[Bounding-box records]
□ □ □ □ □

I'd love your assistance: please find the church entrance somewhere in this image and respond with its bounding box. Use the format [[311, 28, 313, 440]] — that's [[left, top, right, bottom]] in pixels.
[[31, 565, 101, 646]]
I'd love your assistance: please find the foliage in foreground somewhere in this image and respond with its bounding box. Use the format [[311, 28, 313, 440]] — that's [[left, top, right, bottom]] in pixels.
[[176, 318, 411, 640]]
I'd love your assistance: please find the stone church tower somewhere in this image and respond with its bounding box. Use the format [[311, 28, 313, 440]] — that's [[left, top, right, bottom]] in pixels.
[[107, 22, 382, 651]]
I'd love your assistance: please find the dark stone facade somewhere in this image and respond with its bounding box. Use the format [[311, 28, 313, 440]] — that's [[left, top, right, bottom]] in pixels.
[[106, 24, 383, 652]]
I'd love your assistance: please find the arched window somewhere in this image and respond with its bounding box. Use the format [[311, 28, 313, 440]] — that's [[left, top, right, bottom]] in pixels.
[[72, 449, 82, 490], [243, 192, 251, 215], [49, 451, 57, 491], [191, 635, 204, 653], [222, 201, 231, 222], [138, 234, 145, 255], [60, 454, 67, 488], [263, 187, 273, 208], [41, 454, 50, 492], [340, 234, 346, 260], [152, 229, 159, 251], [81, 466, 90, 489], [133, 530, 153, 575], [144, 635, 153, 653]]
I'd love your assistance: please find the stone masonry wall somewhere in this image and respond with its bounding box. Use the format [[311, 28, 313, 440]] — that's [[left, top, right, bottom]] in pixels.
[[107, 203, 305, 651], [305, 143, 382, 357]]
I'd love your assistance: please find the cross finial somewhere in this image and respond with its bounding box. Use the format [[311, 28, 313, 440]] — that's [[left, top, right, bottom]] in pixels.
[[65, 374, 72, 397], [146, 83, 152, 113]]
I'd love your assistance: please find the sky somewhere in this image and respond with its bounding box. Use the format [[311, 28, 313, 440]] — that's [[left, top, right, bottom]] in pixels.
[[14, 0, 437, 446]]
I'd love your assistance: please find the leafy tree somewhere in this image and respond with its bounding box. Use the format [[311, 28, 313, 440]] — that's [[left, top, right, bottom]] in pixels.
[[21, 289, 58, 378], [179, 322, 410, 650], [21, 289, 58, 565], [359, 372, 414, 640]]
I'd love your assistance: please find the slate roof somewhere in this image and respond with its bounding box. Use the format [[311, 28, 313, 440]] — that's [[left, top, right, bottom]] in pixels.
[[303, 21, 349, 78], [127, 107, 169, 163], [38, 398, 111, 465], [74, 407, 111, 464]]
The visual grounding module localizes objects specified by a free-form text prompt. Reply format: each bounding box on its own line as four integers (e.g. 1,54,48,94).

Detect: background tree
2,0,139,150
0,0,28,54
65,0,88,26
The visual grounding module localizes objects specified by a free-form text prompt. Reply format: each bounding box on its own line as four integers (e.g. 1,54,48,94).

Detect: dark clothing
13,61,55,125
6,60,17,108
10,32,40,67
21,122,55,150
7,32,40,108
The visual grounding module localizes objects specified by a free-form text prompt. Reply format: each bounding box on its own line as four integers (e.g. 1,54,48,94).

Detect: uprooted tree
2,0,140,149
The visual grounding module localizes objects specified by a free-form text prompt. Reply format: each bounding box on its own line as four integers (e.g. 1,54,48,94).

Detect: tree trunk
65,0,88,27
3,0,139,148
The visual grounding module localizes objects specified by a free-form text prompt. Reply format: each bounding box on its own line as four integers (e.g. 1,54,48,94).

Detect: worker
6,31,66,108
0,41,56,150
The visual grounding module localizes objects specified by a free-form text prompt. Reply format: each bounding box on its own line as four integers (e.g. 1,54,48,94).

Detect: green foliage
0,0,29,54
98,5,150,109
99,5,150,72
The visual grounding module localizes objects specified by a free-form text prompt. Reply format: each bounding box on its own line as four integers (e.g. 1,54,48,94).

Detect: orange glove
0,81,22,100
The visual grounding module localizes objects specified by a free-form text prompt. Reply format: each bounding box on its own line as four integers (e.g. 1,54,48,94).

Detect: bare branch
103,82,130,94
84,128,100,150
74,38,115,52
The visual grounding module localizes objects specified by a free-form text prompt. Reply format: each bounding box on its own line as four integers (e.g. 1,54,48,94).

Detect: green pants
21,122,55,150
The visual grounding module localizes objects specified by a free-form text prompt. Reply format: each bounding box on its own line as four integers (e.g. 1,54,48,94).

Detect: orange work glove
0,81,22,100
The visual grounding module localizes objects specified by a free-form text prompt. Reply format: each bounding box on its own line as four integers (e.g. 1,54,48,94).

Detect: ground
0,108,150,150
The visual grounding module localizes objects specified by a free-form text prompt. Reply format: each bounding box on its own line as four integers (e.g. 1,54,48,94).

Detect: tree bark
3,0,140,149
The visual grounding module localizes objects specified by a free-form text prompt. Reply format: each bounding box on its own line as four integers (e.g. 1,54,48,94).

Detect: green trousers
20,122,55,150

□ □ □ □ □

**Problem to work on:**
Reproduce every line of the material above verbatim, from start to finish, without altering any character.

**Right answer:**
I'd love your assistance: please find the church entrance somewhere in this image and respond with its bounding box. Use the format [[311, 28, 313, 440]] — that's [[left, top, right, bottom]] in pixels.
[[31, 565, 101, 646]]
I'd love your assistance: please find the foliage in foreground somewhere in this image and respond with its bounding box. Use the format [[311, 28, 313, 440]] — that's [[left, top, right, bottom]] in pixels.
[[176, 318, 411, 640]]
I'd love your assistance: please find the stone church tower somewhere in this image and respond with its bounding box. Use the format [[311, 28, 313, 440]] — that's [[left, top, right, bottom]] in pixels.
[[107, 22, 382, 651]]
I'd love your assistance: please find the dark stone facade somewhere in this image and respond with its bounding box. Use the format [[311, 28, 313, 440]] — that's [[left, top, right, bottom]] in pixels.
[[106, 24, 383, 652]]
I'd love your assistance: please find the arched window somewhere in this image and respond with its bounding box. Use the format [[311, 28, 313, 440]] — that's [[left, top, right, bottom]] in pixels.
[[72, 449, 82, 490], [243, 192, 251, 215], [49, 451, 57, 491], [191, 635, 204, 653], [222, 201, 231, 222], [138, 234, 145, 255], [60, 454, 67, 488], [263, 187, 273, 208], [41, 454, 50, 492], [340, 234, 346, 260], [152, 229, 159, 251], [81, 466, 90, 489], [133, 530, 153, 575], [144, 635, 153, 653]]
I'd love your assistance: please find the stone masonry wall somewhere in this image and respond with its bounding box. Use the format [[311, 28, 313, 440]] — that's [[left, top, right, bottom]] in pixels.
[[107, 203, 305, 651], [305, 143, 382, 357]]
I'd love your assistance: please find the cross finial somewhere in this image and respond with its bounding box. Use the format [[311, 28, 313, 440]] — that's [[left, top, right, bottom]] in pixels.
[[65, 374, 72, 397], [146, 83, 152, 113]]
I'd love your assistance: please find the sky somewhere in this image and respond with its bounding box. Use the format [[311, 28, 313, 440]] — that's [[left, top, right, bottom]] in pixels.
[[14, 0, 437, 446]]
I'd love your assistance: please find the leafy tree somewhere in this image and respond with its bounding box. Use the format [[311, 28, 313, 440]] — that's [[left, top, right, bottom]] in pixels.
[[21, 289, 58, 378], [179, 322, 410, 650], [21, 289, 58, 565], [359, 372, 414, 640]]
I'd love your assistance: please find the slate roof somewhere in this image and respond with its bounding box. Use the format [[311, 28, 313, 440]] — that's [[left, top, right, bottom]] in pixels.
[[303, 21, 349, 78], [127, 107, 169, 163], [38, 398, 111, 465], [74, 407, 111, 464]]
The visual grounding module localizes objects specified by a free-form text prompt. Reply format: each bounding box on its own line as four integers (e.g. 1,54,48,94).

Detect: background tree
2,0,139,150
0,0,28,54
65,0,88,26
The visual grounding module localizes objects specified by a free-form text prompt. Reply format: each bounding box on its own line as four integers (e.g. 1,54,48,94).

Detect: dark clothing
13,61,55,125
6,60,17,108
10,32,40,67
21,122,55,150
7,32,40,108
The visual grounding module localizes objects specified by a free-form text prompt. Reply format: each bounding box on its own line as four integers (e.g. 1,54,48,94).

Detect: uprooted tree
2,0,140,149
The visual grounding module localizes objects specified by a free-form text prompt. Reply format: each bounding box on its own line as four integers (e.g. 1,54,48,94).

Detect: tree trunk
65,0,88,27
3,0,139,148
The visual grounding module localizes objects specified by a free-form text prompt. Reply format: each bounding box on its own line as four integers (e.g. 1,54,48,94).

Detect: worker
6,31,66,108
0,41,56,150
The visual grounding module localizes objects specified by a free-form text prompt. Reply format: each bounding box on its own line as four integers (e.g. 1,54,48,94).

Detect: green foliage
0,0,29,54
98,5,150,109
99,5,150,72
The visual grounding module localizes objects specified by a free-form text prompt. Reply format: each bounding box on its own line as four integers (e.g. 1,54,48,94).

Detect: orange glove
0,81,22,100
The visual grounding module localizes objects specified by a free-form text prompt. Reply format: each bounding box on its own line as four integers (e.g. 1,54,48,94).

Detect: bare branch
103,82,130,94
84,128,100,150
74,38,115,52
The visual grounding module localizes objects specified by a free-form text prompt. Reply format: each bounding box on its own line as four integers (e.g. 1,54,48,94).

Detect: green pants
21,122,55,150
The visual grounding module localizes objects specified by a free-form text prompt. Reply format: each bounding box on its own line as four integers (e.g. 1,54,48,94).

Detect: orange work glove
0,81,22,100
The visual grounding module localizes objects specified by a free-form text prompt. Reply format: each bounding box on its own line as four integers (e.g. 1,54,48,94).

Detect: ground
0,108,150,150
The visual grounding module localizes objects specified by a free-form text prompt. Reply format: each bounding box on its own line as four integers (e.g. 1,54,48,94).

Detect: tree bark
3,0,140,149
The visual grounding module localizes objects specified by a free-form text prompt. Reply format: each bounding box on its own line as four integers (e.g. 1,54,48,94).

Detect: green trousers
20,122,55,150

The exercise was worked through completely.